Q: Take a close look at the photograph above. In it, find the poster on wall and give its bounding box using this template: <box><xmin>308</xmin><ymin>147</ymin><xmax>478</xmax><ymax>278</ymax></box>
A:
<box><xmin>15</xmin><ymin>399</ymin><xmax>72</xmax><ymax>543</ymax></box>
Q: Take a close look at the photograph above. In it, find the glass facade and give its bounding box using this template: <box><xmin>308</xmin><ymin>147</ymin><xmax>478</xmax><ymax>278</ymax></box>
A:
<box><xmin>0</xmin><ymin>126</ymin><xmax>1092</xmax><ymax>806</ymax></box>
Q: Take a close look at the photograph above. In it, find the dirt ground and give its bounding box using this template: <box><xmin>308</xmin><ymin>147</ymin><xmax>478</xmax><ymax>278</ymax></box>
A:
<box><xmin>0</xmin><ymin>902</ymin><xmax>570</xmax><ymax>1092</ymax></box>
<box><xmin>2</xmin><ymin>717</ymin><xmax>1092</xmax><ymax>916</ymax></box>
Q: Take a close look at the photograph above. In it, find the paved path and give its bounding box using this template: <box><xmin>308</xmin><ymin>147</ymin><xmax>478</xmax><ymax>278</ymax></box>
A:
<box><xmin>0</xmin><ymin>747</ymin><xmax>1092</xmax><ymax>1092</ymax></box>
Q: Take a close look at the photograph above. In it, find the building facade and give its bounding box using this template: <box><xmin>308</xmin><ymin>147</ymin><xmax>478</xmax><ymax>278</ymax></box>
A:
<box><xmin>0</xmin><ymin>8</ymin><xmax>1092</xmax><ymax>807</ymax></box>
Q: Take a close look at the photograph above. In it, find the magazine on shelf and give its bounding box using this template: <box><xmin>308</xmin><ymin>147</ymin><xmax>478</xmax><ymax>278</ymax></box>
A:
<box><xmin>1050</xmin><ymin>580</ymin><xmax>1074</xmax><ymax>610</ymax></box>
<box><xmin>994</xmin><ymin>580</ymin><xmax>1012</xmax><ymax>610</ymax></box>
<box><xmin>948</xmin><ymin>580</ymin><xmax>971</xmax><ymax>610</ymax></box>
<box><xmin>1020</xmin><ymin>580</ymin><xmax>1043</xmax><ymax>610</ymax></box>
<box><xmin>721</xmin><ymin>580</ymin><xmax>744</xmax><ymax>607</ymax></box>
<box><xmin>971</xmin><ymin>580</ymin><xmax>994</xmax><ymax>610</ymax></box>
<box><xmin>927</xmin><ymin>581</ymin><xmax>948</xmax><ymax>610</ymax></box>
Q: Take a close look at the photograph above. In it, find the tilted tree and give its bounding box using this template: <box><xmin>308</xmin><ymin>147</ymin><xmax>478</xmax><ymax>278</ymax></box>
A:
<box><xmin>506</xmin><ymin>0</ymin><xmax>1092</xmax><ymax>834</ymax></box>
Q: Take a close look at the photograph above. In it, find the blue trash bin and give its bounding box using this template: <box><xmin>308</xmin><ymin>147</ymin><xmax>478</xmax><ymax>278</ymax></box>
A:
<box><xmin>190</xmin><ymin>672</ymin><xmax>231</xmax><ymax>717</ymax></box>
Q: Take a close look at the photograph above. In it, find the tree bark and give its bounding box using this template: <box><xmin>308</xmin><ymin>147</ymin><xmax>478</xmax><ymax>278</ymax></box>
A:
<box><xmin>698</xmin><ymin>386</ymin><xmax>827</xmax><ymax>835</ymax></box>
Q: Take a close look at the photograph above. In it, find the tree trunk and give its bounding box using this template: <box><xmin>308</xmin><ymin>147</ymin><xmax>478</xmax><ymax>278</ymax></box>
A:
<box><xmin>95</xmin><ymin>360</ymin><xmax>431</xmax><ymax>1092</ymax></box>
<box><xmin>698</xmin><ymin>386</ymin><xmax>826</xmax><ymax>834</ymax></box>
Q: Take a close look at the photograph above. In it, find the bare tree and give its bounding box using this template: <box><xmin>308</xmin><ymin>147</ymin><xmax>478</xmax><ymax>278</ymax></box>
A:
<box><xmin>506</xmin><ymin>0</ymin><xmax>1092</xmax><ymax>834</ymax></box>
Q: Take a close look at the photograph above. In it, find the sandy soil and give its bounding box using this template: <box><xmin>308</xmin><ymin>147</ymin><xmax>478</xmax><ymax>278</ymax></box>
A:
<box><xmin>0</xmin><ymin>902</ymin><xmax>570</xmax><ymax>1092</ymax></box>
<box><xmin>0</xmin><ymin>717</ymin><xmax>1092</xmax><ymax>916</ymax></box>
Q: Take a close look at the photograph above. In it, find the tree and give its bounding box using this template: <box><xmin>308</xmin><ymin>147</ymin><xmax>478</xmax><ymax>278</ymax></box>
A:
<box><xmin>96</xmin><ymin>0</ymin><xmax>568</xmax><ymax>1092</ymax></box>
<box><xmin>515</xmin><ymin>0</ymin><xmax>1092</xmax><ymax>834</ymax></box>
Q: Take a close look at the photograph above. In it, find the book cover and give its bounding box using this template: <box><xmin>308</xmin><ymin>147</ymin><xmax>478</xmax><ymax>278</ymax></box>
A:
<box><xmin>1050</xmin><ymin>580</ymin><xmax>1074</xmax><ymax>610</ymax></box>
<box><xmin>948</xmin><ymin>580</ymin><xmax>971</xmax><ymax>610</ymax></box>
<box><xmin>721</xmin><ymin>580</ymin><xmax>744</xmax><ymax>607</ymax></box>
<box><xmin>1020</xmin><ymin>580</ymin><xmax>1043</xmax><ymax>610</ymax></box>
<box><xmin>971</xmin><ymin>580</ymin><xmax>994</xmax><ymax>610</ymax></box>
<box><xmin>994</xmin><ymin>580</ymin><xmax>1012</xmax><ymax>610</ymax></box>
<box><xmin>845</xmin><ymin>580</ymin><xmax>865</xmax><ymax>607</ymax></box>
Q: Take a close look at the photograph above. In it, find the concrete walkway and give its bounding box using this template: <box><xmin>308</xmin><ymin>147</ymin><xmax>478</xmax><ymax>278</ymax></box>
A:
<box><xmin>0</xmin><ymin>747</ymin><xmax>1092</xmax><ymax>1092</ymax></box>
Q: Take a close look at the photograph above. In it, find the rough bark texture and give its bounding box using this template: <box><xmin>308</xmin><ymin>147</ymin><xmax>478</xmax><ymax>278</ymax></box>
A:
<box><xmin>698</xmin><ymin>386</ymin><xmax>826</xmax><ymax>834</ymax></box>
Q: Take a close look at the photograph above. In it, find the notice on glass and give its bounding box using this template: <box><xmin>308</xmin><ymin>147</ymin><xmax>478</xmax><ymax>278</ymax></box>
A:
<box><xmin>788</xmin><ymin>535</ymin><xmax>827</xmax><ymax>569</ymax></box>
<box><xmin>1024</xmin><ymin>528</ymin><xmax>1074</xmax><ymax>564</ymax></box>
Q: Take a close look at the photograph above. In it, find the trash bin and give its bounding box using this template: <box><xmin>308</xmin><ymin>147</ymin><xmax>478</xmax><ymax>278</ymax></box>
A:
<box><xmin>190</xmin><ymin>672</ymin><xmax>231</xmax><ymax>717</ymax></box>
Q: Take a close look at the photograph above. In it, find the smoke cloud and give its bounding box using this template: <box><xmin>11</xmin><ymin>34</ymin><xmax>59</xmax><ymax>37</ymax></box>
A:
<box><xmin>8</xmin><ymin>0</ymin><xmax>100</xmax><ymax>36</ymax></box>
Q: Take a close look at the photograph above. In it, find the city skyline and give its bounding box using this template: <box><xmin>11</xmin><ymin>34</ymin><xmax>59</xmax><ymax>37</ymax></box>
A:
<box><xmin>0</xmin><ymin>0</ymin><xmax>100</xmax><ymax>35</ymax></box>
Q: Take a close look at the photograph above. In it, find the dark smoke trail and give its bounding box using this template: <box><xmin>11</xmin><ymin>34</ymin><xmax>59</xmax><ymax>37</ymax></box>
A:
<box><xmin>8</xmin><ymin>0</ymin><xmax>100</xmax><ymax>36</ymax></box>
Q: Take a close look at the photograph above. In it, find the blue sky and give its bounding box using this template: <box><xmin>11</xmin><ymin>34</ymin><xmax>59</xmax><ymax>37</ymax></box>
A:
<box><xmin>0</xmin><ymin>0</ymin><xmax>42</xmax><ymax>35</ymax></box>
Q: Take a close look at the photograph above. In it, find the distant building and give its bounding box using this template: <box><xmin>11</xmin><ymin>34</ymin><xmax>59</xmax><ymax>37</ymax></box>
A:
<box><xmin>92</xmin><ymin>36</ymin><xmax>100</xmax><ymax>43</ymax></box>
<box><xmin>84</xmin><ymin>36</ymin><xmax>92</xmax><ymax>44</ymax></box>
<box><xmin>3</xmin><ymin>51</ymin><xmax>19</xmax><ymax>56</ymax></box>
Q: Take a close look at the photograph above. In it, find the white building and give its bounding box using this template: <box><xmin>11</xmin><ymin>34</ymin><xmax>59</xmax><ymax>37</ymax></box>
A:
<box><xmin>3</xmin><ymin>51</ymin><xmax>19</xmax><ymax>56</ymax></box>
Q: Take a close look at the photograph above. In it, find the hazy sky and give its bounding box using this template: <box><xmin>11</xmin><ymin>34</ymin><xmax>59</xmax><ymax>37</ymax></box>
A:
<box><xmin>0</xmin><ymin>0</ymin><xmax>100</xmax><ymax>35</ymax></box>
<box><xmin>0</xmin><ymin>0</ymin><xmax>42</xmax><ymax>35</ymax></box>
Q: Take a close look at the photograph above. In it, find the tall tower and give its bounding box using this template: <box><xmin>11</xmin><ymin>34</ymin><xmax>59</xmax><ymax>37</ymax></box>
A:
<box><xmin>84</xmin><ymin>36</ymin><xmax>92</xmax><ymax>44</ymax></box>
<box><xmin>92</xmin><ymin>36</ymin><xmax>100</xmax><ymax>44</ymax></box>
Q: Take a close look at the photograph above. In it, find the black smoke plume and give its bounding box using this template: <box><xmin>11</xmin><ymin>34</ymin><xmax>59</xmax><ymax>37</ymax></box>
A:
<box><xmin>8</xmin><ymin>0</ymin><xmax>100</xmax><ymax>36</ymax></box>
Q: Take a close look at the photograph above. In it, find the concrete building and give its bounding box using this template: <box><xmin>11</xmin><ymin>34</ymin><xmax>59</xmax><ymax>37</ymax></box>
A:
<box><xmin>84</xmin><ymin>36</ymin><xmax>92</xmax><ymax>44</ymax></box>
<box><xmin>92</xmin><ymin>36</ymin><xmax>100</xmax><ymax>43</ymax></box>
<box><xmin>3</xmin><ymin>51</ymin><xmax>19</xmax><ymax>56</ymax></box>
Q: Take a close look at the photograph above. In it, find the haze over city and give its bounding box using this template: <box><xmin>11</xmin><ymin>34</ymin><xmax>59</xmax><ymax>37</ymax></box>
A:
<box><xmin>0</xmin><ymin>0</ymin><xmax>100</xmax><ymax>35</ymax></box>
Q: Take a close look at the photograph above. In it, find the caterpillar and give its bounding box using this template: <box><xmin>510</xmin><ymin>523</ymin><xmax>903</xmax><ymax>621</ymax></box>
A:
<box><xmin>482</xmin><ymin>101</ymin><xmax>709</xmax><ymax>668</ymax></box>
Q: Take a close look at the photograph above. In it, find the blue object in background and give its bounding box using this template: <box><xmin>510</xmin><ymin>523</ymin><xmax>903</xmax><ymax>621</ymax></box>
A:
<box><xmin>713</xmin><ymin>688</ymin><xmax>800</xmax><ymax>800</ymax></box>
------------
* WHAT YOU SHOULD DO
Rewrite the data from the line containing "find the haze" through the end of the data, including both ends, and switch "background" to "foreground". Leave everything else unchanged.

* FULL ANSWER
Q: Take a close look at the photograph above. In it, find the haze over city and give its bounding box using this template: <box><xmin>11</xmin><ymin>34</ymin><xmax>59</xmax><ymax>37</ymax></box>
A:
<box><xmin>0</xmin><ymin>0</ymin><xmax>100</xmax><ymax>35</ymax></box>
Q: Take a close look at the photograph above. In it, find the caterpillar and give its bounding box using this template: <box><xmin>510</xmin><ymin>523</ymin><xmax>903</xmax><ymax>621</ymax></box>
A:
<box><xmin>482</xmin><ymin>101</ymin><xmax>709</xmax><ymax>668</ymax></box>
Q: Take a close look at the photograph above. In it, find the blue object in foreground and give its bounding box using this template: <box><xmin>510</xmin><ymin>523</ymin><xmax>903</xmax><ymax>621</ymax></box>
A:
<box><xmin>713</xmin><ymin>688</ymin><xmax>800</xmax><ymax>800</ymax></box>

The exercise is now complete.